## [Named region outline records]
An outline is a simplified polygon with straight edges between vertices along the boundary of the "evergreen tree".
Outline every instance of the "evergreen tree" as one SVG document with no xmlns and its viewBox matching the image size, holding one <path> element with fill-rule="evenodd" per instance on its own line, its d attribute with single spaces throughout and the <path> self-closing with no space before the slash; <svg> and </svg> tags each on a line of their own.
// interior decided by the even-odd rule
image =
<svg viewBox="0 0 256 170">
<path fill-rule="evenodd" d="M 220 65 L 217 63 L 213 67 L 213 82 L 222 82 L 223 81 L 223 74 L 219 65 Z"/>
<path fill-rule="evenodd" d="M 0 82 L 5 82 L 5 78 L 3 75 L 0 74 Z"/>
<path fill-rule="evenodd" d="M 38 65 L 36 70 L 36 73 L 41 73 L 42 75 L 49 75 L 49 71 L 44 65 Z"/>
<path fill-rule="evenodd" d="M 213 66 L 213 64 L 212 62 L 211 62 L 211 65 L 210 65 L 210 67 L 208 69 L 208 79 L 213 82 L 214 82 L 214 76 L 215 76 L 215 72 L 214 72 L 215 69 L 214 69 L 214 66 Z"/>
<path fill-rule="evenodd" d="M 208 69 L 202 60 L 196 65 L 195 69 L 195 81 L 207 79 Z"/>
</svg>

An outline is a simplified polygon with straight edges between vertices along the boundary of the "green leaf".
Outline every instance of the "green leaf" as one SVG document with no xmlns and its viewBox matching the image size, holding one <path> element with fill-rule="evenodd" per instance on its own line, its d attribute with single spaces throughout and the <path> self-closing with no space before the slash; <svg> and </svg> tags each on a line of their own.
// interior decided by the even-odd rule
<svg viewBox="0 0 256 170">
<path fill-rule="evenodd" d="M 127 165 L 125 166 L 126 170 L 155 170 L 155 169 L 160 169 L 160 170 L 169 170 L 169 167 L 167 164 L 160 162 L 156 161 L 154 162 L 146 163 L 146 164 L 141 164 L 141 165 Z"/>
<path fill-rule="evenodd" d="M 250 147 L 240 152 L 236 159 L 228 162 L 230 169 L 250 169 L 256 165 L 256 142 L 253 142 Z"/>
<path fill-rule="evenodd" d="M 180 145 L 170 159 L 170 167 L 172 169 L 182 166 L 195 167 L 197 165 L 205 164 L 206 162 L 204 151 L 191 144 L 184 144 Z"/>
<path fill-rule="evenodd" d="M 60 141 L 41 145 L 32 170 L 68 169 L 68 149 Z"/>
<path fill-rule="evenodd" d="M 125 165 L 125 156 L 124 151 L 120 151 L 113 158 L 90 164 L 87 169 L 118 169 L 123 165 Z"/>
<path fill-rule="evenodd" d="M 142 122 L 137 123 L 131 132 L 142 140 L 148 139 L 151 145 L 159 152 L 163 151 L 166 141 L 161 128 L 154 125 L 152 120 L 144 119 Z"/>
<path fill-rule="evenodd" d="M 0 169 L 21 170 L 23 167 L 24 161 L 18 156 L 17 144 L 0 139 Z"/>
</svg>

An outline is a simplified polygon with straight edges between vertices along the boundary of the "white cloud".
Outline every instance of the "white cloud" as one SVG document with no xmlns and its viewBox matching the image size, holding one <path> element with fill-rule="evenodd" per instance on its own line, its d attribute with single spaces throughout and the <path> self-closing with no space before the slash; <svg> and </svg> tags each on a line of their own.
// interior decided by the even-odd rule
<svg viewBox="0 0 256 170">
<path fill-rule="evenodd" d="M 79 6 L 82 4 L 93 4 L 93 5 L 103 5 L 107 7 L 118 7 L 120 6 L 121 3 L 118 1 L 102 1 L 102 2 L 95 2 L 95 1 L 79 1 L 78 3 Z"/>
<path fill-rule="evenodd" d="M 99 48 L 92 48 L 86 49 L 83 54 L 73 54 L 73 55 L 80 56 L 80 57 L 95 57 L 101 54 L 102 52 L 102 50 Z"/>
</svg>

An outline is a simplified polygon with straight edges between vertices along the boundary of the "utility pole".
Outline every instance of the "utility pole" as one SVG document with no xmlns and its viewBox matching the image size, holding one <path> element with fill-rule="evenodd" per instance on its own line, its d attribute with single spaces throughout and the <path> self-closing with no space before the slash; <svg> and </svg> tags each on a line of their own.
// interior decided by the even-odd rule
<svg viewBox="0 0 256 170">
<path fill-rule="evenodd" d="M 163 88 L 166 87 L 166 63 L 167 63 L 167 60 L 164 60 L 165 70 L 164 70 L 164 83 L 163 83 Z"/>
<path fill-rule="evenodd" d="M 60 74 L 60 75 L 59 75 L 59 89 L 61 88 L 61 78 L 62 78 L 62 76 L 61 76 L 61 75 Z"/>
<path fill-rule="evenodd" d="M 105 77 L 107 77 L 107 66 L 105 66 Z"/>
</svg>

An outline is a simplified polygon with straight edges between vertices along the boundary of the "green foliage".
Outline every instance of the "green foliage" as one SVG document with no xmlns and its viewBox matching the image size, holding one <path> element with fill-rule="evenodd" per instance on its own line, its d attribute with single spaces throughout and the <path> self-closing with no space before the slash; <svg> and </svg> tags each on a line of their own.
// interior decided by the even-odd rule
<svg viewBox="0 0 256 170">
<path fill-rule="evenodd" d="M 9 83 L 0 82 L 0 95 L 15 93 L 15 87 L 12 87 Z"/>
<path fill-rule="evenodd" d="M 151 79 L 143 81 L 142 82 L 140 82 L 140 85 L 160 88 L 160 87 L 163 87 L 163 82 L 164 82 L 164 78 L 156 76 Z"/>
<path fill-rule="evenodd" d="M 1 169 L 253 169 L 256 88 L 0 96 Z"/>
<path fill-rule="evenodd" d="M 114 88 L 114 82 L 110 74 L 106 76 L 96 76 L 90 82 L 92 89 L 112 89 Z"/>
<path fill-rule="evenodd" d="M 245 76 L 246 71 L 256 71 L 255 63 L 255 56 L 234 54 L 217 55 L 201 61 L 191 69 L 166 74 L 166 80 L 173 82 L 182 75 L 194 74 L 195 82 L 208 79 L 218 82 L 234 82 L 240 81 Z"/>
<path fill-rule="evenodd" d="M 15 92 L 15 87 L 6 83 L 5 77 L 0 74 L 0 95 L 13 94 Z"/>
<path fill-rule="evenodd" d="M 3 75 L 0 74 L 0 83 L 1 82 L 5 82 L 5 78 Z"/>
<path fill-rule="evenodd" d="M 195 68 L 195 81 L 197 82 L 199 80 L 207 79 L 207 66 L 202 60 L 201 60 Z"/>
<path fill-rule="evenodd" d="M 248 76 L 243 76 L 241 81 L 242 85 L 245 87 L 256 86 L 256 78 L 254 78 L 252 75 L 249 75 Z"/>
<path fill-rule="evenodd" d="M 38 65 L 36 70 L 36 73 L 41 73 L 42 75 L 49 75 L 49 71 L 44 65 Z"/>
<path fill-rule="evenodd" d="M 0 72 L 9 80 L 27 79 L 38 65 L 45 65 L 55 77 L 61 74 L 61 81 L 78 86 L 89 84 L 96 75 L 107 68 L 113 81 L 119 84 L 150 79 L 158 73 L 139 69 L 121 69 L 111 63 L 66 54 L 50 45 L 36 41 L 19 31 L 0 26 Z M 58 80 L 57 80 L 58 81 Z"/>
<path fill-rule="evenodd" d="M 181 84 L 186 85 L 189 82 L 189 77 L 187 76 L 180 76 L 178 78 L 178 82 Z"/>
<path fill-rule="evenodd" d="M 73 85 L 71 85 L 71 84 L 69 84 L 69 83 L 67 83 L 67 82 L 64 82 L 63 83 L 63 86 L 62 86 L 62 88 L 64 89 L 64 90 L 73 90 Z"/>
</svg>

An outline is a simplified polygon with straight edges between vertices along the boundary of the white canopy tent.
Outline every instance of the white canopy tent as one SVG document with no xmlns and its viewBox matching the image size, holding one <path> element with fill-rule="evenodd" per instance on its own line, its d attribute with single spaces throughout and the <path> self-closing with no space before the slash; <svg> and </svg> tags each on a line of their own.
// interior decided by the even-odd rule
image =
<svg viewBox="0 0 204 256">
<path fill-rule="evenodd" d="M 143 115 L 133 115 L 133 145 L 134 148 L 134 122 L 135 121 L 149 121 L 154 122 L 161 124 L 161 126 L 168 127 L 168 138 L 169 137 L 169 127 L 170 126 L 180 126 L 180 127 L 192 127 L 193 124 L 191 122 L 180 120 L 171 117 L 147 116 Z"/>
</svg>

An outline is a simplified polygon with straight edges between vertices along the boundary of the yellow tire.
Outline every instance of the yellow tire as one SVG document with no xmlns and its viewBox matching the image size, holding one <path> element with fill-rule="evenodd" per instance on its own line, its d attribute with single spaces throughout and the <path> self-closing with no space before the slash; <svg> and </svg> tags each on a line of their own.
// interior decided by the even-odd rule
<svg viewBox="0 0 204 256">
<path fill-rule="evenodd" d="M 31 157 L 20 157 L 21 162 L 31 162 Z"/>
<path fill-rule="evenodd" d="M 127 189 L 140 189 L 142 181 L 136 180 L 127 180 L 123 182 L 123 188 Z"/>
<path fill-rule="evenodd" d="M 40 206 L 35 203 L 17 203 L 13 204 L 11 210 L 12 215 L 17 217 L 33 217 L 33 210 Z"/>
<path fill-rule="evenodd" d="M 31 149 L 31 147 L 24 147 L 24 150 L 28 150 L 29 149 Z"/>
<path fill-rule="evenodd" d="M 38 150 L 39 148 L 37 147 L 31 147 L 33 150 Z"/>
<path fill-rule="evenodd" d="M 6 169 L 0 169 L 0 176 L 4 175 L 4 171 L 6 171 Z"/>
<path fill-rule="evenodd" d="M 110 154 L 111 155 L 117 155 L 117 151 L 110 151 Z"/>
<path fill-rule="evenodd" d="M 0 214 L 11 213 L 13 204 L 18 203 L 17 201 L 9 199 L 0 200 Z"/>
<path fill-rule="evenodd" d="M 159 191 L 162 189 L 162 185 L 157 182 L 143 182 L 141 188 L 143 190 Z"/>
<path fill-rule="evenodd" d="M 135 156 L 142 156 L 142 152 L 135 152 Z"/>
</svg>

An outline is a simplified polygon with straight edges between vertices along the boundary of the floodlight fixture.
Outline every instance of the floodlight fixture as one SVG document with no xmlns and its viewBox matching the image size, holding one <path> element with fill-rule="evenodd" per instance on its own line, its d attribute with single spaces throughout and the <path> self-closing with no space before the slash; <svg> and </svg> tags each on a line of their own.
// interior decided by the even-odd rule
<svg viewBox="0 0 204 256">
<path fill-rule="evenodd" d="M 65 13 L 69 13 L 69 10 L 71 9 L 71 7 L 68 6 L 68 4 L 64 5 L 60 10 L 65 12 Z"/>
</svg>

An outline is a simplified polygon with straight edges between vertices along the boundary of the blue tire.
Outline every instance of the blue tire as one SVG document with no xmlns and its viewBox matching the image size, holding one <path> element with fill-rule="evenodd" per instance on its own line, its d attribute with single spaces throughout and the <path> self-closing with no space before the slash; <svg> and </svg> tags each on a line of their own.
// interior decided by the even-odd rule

## [WORK INSTRUCTIONS]
Can you give the records again, from their start through the line containing "213 66 L 213" and nothing more, with "pine tree" substituted for "evergreen tree" and everything else unchanged?

## [FINISHED ANSWER]
An outline is a simplified polygon with straight edges between vertices along the boundary of the "pine tree".
Outline every instance of the "pine tree" as one SVG document with no xmlns and its viewBox matching the image size, holding one <path> element with fill-rule="evenodd" per instance on its own line, its d attribute with single spaces throughout and the <path> self-closing with no space before the slash; <svg> and </svg> tags each on a line of their own.
// interior decided by the even-odd rule
image =
<svg viewBox="0 0 256 170">
<path fill-rule="evenodd" d="M 220 65 L 217 63 L 213 67 L 213 82 L 222 82 L 223 81 L 223 74 L 219 65 Z"/>
<path fill-rule="evenodd" d="M 0 82 L 5 82 L 5 78 L 3 75 L 0 74 Z"/>
<path fill-rule="evenodd" d="M 38 65 L 36 70 L 36 73 L 41 73 L 42 75 L 49 75 L 49 71 L 44 65 Z"/>
<path fill-rule="evenodd" d="M 213 66 L 213 64 L 212 62 L 211 62 L 211 65 L 210 65 L 210 67 L 208 69 L 208 79 L 213 82 L 214 82 L 214 76 L 215 76 L 215 72 L 214 72 L 215 69 L 214 69 L 214 66 Z"/>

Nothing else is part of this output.